- _WHAT TO WORK ON_
Please repeat the lines below exactly, from the line containing "You are given the photo above." through the last line, including both.

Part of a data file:
************

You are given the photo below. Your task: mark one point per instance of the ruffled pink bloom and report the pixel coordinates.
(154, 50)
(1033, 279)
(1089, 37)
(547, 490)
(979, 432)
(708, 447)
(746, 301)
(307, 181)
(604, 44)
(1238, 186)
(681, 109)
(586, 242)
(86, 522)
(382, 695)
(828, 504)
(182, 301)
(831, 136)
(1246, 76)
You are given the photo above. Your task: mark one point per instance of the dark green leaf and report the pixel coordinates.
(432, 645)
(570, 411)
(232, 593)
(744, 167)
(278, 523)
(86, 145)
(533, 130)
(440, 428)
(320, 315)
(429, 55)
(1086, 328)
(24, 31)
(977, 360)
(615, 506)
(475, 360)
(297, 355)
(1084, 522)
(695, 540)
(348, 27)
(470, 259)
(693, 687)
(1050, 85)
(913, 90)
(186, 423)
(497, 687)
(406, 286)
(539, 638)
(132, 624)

************

- _RESPONSE TO THE EXERCISE_
You are given the photo above. Your task: mark one point per instance of the dark green leaf and report the pixel coordinates.
(432, 645)
(570, 411)
(232, 593)
(744, 167)
(278, 523)
(86, 145)
(533, 130)
(440, 428)
(320, 315)
(429, 55)
(1086, 328)
(24, 31)
(977, 360)
(615, 506)
(475, 360)
(297, 355)
(1084, 522)
(695, 540)
(348, 27)
(470, 259)
(693, 687)
(1050, 85)
(913, 90)
(186, 423)
(497, 687)
(406, 286)
(539, 638)
(132, 624)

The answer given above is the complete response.